#### RECORDS FOR THIS EXERCISE

★ ★ ★

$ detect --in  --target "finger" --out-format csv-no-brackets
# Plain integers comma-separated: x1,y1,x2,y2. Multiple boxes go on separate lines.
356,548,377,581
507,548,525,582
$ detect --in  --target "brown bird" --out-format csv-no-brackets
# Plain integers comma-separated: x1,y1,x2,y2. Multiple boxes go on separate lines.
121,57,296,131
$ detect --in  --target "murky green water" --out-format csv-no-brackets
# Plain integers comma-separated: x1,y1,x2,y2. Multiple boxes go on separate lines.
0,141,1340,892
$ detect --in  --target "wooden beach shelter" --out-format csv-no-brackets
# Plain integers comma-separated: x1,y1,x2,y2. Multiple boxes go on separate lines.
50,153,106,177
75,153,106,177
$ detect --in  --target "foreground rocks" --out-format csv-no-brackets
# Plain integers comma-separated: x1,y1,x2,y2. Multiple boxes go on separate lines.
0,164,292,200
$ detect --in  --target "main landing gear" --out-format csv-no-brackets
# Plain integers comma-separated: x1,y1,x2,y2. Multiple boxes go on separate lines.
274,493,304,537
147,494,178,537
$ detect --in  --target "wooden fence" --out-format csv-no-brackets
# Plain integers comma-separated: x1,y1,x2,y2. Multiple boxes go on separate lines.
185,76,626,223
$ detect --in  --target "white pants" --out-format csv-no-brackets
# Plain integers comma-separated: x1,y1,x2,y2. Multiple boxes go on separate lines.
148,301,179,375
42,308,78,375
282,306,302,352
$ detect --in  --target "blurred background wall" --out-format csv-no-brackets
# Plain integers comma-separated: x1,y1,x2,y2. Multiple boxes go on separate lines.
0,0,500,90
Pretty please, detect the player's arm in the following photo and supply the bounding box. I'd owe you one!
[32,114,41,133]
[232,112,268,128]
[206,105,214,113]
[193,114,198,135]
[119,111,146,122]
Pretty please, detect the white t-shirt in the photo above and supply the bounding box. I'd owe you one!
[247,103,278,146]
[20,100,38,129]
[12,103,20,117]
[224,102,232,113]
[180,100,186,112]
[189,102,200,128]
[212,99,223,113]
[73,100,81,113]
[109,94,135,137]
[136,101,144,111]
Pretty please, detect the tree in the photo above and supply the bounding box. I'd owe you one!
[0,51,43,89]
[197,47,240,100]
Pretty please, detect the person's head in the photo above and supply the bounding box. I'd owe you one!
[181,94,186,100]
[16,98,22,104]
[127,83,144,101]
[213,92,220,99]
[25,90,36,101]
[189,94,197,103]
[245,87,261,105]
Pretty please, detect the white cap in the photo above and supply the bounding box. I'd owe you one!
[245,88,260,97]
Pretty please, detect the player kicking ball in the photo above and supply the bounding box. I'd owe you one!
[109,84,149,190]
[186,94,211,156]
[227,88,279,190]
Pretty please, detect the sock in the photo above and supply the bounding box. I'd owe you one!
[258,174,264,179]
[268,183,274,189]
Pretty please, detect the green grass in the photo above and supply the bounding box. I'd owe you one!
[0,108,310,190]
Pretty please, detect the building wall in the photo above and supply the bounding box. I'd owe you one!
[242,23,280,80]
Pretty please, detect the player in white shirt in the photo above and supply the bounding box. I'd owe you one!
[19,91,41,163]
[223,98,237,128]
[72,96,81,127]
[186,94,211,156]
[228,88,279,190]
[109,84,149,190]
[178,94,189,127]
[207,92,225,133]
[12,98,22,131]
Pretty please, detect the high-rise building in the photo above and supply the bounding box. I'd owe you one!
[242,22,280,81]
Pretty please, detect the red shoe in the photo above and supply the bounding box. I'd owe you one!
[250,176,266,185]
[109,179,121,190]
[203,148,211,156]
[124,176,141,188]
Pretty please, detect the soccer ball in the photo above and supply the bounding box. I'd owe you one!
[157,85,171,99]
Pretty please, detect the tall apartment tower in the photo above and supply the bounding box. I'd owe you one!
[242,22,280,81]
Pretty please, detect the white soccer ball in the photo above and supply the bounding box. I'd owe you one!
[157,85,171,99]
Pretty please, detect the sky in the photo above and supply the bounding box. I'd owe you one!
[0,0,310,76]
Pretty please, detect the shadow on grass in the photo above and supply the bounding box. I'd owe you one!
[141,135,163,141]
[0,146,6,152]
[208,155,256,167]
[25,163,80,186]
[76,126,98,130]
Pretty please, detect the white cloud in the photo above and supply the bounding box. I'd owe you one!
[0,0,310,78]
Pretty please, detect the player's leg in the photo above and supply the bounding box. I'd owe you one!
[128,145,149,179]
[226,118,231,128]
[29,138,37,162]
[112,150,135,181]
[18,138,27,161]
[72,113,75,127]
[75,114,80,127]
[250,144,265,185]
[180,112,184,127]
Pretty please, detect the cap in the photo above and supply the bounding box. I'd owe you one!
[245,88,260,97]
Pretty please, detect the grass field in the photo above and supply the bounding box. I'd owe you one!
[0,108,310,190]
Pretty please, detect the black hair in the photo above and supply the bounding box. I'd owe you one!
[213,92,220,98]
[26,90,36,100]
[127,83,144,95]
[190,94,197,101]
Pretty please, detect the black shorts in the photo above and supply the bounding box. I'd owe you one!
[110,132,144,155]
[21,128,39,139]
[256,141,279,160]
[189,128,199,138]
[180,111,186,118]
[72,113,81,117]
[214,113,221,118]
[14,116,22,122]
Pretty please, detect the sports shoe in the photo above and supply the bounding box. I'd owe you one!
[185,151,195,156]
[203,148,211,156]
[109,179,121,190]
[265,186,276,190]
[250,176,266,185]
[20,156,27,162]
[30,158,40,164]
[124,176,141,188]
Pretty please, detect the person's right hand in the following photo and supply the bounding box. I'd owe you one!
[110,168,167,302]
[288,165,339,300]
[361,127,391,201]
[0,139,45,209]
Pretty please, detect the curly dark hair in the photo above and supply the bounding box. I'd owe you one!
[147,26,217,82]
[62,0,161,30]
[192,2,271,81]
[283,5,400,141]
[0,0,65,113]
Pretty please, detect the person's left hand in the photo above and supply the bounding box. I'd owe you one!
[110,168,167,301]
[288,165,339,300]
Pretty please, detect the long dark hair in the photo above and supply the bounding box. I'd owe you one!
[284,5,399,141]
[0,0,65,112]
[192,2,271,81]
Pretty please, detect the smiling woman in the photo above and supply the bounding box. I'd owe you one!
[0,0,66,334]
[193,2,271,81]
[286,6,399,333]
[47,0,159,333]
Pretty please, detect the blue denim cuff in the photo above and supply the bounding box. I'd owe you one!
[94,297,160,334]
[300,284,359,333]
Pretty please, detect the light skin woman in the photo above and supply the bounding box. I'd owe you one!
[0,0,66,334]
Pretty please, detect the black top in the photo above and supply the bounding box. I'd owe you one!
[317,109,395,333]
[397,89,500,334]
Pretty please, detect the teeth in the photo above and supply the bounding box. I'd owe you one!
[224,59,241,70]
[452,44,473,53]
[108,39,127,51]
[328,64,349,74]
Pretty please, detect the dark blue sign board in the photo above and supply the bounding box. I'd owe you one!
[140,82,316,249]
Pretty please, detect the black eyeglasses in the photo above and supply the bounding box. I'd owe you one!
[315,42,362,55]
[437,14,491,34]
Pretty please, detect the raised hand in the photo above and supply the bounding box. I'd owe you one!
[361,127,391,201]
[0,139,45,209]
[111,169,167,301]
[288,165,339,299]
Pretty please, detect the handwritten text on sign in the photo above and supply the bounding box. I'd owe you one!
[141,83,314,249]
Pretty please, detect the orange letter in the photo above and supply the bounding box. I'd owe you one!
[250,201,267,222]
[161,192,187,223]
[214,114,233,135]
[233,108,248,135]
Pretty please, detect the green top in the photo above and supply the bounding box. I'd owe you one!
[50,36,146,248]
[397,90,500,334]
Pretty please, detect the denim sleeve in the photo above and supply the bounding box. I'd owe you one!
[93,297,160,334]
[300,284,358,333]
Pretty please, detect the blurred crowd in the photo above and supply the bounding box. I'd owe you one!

★ ★ ★

#### THE PROBLEM
Reproduce, word for word, the lines above from the line containing "Pretty please, detect the tall" through the line containing "[190,94,197,101]", including both of those lines.

#### FINISHED TASK
Pretty please, detect the tall apartment tower in the photo above and supply the bounding box. I'd owe you one!
[242,22,280,81]
Pretty please, detect the white soccer ball in the photo above and supply the bounding box. I'd owe you one!
[157,85,171,99]
Pretty please, detect the sky in the photo above and supply the bounding box. I'd owe you one!
[0,0,310,76]
Pretty please, detect the shadow on grass in the photo above and supply the bounding box. I'd owe you one!
[141,135,163,141]
[0,146,6,152]
[208,155,256,167]
[25,163,80,186]
[76,126,98,130]
Pretty please, detect the white cloud in the photo above and supply the bounding box. I'd owe you one!
[0,0,310,78]
Pretty please, detect the player's leg in the photo above and supply the bounding box. I'd owe you one!
[128,145,149,179]
[226,118,231,128]
[29,138,37,162]
[112,150,135,181]
[18,138,27,161]
[72,113,75,127]
[75,114,80,127]
[250,144,265,185]
[180,112,184,127]
Pretty please, detect the cap in the photo above and supply the bounding box. I'd owe you one!
[245,88,260,97]
Pretty please, detect the grass field in the photo above and supply the bounding box. I'd owe you one!
[0,108,310,190]
Pretty please, detect the black hair in the photo above and supply the bounding box. I'd owe you one!
[213,92,220,98]
[26,90,36,100]
[127,83,144,95]
[190,94,197,101]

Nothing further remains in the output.